---------- Task inputs ----------
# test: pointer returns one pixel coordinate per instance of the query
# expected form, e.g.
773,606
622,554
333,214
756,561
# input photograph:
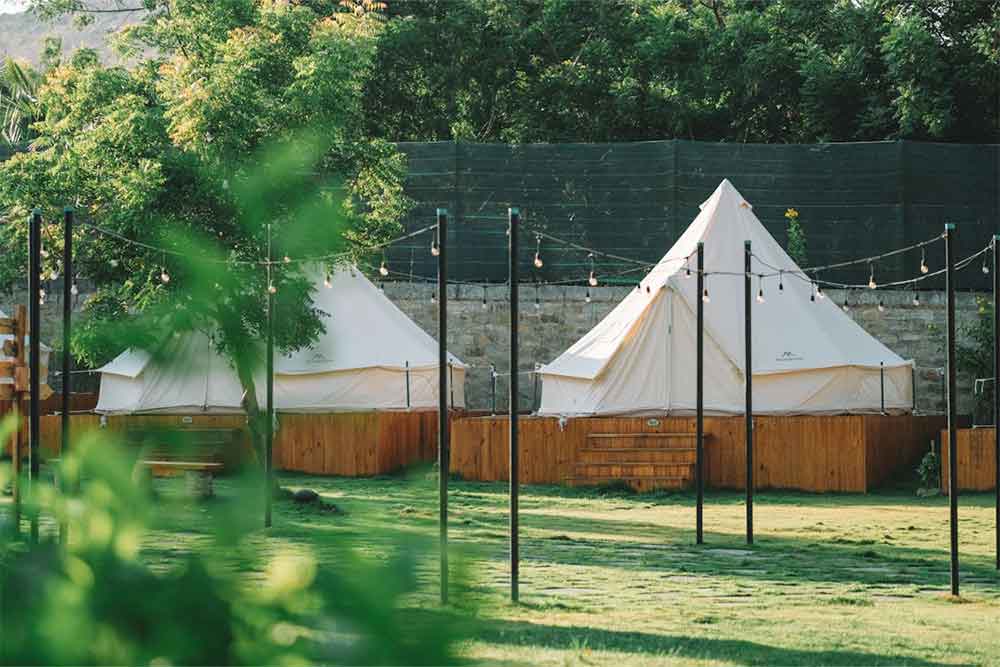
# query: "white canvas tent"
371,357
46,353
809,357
----------
---------- Task inputs ----------
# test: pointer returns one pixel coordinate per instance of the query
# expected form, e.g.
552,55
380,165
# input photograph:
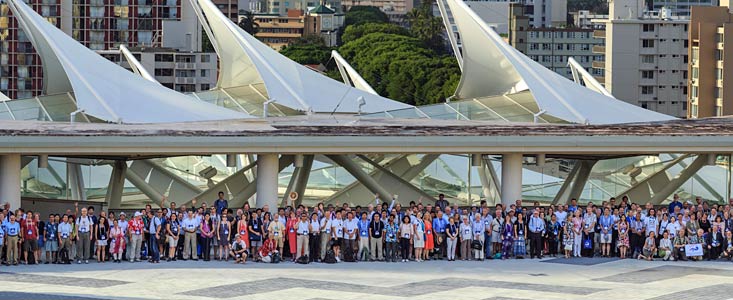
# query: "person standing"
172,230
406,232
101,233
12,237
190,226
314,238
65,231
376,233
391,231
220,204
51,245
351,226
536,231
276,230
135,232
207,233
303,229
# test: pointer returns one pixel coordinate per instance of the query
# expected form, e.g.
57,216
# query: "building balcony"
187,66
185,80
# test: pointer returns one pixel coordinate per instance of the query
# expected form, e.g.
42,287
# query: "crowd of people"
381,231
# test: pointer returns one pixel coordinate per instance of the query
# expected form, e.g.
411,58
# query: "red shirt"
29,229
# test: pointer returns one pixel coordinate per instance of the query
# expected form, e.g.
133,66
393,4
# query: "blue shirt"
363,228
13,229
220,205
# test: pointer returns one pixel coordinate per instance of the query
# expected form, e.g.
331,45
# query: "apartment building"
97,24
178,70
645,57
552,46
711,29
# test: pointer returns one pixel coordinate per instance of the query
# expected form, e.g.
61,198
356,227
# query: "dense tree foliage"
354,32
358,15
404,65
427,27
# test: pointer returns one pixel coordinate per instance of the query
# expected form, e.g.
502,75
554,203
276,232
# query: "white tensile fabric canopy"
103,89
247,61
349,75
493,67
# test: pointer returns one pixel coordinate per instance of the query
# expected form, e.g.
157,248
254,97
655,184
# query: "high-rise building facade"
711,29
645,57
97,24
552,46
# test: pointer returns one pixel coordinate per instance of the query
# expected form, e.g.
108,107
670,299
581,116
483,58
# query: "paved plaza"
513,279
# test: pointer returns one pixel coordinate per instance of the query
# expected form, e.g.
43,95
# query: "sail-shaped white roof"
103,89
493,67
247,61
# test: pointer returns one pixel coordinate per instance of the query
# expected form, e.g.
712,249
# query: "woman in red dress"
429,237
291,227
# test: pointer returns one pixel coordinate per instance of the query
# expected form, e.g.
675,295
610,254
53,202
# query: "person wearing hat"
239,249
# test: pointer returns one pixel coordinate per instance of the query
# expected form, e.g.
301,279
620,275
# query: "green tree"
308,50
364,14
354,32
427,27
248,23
----------
Short problem:
Return each line of the records that contains the string "person", matching case exactly.

Solved problem:
# query: "person standing"
# query: "person wearing hat"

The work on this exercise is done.